_RECORD EXTRACTS_:

'''

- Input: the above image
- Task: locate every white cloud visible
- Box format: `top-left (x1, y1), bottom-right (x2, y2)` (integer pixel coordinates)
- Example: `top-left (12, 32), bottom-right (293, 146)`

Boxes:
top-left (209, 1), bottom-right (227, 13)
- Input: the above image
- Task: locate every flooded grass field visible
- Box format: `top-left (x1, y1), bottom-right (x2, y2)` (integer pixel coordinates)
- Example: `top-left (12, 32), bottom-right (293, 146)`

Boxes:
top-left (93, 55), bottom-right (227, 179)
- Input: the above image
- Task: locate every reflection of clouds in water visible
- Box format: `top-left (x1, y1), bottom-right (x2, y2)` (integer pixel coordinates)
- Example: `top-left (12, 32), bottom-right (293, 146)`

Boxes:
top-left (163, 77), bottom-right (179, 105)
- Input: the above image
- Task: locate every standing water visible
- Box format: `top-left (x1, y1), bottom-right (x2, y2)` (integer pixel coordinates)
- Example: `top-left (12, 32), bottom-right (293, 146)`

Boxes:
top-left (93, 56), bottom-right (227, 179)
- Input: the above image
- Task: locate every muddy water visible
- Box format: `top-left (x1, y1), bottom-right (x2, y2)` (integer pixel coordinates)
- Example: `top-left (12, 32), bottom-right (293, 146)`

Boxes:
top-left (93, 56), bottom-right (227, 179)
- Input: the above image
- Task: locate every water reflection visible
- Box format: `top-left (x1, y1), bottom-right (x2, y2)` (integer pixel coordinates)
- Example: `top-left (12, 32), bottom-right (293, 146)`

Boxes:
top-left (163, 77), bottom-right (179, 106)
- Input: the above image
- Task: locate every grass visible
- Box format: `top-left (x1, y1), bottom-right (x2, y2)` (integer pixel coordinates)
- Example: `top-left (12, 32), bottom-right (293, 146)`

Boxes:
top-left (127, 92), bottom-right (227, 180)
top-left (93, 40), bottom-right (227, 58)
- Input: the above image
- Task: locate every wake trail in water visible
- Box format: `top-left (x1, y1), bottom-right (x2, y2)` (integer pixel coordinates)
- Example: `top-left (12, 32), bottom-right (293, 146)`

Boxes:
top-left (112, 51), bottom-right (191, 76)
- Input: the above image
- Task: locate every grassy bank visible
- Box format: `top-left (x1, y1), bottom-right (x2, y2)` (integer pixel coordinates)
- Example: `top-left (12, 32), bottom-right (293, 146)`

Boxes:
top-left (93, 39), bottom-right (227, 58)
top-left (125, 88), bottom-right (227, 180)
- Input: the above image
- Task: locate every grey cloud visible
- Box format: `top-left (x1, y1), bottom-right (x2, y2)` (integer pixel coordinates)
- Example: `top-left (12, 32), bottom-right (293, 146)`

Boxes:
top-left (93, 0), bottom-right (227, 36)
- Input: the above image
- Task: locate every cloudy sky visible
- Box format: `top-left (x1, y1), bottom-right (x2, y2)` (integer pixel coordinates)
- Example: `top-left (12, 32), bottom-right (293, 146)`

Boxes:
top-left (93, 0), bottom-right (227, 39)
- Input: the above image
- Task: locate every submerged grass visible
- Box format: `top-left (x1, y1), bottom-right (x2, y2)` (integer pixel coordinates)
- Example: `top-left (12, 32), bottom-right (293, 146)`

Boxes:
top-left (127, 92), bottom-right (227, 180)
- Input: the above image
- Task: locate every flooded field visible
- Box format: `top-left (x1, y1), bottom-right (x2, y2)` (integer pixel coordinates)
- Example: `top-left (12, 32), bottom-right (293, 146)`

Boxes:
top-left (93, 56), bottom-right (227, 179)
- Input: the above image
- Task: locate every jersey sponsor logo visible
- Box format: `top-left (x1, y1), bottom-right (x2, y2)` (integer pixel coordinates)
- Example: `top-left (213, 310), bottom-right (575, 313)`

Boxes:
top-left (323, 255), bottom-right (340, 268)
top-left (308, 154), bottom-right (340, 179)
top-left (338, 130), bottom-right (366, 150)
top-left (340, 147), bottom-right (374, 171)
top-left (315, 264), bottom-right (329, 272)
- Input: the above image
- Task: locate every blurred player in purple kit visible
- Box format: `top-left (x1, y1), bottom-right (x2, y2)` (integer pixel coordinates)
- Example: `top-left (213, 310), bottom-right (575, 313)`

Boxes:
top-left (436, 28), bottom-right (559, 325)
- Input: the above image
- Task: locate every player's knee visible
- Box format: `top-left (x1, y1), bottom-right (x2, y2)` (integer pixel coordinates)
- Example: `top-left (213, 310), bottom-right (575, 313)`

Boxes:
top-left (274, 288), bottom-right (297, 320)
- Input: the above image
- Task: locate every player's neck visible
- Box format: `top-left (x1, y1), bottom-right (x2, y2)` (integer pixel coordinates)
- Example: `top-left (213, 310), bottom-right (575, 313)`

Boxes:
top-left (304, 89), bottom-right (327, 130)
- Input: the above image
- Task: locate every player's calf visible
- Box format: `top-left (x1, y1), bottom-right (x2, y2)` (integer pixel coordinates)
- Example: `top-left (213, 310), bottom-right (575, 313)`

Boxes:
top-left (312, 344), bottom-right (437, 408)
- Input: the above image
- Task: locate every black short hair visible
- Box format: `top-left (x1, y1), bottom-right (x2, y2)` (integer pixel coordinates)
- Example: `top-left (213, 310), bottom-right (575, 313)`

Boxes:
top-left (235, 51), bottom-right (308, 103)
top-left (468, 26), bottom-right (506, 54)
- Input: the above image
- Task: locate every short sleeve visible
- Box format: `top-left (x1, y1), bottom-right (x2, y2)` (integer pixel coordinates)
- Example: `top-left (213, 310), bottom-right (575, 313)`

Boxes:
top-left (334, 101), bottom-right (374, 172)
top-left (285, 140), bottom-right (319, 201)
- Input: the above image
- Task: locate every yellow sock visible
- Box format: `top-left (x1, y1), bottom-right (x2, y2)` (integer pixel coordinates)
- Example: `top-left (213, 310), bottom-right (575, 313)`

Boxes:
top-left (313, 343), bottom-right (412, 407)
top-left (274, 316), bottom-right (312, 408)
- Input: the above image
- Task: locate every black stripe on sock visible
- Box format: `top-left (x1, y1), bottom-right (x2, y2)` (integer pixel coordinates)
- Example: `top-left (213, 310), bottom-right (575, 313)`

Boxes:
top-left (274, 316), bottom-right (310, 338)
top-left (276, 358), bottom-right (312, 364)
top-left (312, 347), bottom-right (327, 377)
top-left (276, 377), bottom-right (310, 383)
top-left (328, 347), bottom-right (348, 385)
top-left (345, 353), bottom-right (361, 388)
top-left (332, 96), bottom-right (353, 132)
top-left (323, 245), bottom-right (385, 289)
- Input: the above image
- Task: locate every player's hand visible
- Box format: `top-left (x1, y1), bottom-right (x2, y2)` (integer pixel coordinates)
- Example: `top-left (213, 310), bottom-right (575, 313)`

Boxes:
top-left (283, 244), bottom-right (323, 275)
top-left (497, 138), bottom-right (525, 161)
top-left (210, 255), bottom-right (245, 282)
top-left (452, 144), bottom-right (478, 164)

'''

_SET TASK_:
Can you arrange the items above, from their first line through the line containing "top-left (93, 55), bottom-right (227, 179)", as a Markdown table with the columns Row and Line, skipping blank lines?

_FINISHED ANSWER_:
| Row | Line |
|---|---|
| 1 | - Input: the above image |
| 2 | - Task: locate every white cloud visible |
| 3 | - Box format: `top-left (x1, y1), bottom-right (x2, y2)` (integer pixel coordinates) |
| 4 | - Example: `top-left (12, 32), bottom-right (293, 146)` |
| 5 | Boxes: |
| 6 | top-left (209, 1), bottom-right (227, 13) |
| 7 | - Input: the above image |
| 8 | - Task: locate every flooded grass field visible |
| 9 | - Box format: `top-left (x1, y1), bottom-right (x2, y2)` (integer pixel coordinates) |
| 10 | - Example: `top-left (12, 32), bottom-right (293, 146)` |
| 11 | Boxes: |
| 12 | top-left (93, 55), bottom-right (227, 179) |